◆ Exercise requirements ◆
Reproduce the entries exactly. Omit none of them.

[Stored data entries]

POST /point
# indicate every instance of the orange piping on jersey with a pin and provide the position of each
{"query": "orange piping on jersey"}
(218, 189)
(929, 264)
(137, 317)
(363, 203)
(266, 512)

◆ Problem solution ◆
POST /point
# indicate every instance of the orange piping on jersey with a pin and provide the position of each
{"query": "orange piping on jersey"}
(218, 189)
(929, 264)
(137, 317)
(363, 203)
(266, 512)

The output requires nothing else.